▸ **Problem description**:
Copy the following lines verbatim.

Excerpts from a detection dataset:

● ● ● ●

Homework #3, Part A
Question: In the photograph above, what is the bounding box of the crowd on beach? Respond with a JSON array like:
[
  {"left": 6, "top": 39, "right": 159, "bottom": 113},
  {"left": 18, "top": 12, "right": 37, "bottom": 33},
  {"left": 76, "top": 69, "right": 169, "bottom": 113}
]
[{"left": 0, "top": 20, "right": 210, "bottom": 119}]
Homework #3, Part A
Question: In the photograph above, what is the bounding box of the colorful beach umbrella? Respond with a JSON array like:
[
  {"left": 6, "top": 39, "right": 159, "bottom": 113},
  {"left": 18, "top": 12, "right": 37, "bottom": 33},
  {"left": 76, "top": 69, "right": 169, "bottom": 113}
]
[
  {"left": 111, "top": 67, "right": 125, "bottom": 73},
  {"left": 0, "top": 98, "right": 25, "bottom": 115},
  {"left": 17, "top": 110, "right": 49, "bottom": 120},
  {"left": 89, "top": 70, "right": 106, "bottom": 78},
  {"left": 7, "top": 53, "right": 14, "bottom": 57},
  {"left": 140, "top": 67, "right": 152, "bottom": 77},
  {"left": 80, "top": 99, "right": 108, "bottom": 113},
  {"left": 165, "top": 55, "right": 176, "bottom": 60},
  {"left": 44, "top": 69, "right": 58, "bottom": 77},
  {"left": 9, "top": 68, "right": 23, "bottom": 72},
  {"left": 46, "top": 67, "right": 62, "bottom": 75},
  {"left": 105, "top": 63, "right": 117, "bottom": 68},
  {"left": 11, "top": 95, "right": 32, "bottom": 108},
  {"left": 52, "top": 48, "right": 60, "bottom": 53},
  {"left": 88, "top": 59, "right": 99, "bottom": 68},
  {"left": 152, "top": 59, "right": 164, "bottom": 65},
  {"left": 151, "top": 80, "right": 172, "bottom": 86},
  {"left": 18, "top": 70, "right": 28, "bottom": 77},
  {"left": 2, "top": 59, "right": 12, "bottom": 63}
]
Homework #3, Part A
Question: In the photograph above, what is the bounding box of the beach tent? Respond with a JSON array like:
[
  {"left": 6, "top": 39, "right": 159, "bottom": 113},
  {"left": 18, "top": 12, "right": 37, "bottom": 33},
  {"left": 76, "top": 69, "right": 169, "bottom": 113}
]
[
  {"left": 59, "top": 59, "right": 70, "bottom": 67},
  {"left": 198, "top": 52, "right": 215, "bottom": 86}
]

● ● ● ●

▸ **Result**:
Homework #3, Part A
Question: In the photograph above, what is the bounding box of the crowd on beach? Respond with a JSON array like:
[
  {"left": 6, "top": 39, "right": 159, "bottom": 113},
  {"left": 18, "top": 12, "right": 37, "bottom": 33},
  {"left": 76, "top": 69, "right": 169, "bottom": 113}
]
[{"left": 0, "top": 20, "right": 210, "bottom": 119}]
Homework #3, Part A
Question: In the photograph above, what is the bounding box of the colorful beach umbrella? Respond with a JSON array like:
[
  {"left": 6, "top": 39, "right": 159, "bottom": 113},
  {"left": 18, "top": 12, "right": 37, "bottom": 33},
  {"left": 76, "top": 69, "right": 169, "bottom": 113}
]
[
  {"left": 111, "top": 67, "right": 125, "bottom": 73},
  {"left": 0, "top": 98, "right": 25, "bottom": 115},
  {"left": 17, "top": 110, "right": 49, "bottom": 120},
  {"left": 89, "top": 70, "right": 106, "bottom": 78},
  {"left": 7, "top": 53, "right": 14, "bottom": 57},
  {"left": 140, "top": 67, "right": 152, "bottom": 77},
  {"left": 80, "top": 99, "right": 108, "bottom": 113},
  {"left": 165, "top": 55, "right": 176, "bottom": 60},
  {"left": 44, "top": 69, "right": 58, "bottom": 77},
  {"left": 9, "top": 68, "right": 23, "bottom": 72},
  {"left": 46, "top": 67, "right": 62, "bottom": 75},
  {"left": 105, "top": 63, "right": 117, "bottom": 68},
  {"left": 11, "top": 95, "right": 32, "bottom": 108},
  {"left": 52, "top": 48, "right": 60, "bottom": 53},
  {"left": 88, "top": 59, "right": 99, "bottom": 68},
  {"left": 152, "top": 59, "right": 164, "bottom": 65},
  {"left": 151, "top": 80, "right": 172, "bottom": 86},
  {"left": 18, "top": 70, "right": 28, "bottom": 77},
  {"left": 2, "top": 59, "right": 12, "bottom": 63}
]
Homework #3, Part A
Question: In the photograph above, what is the bounding box of the beach tent? Respond with a JSON array like:
[
  {"left": 6, "top": 39, "right": 159, "bottom": 113},
  {"left": 18, "top": 12, "right": 37, "bottom": 33},
  {"left": 76, "top": 69, "right": 169, "bottom": 113}
]
[
  {"left": 59, "top": 59, "right": 70, "bottom": 67},
  {"left": 198, "top": 52, "right": 215, "bottom": 86}
]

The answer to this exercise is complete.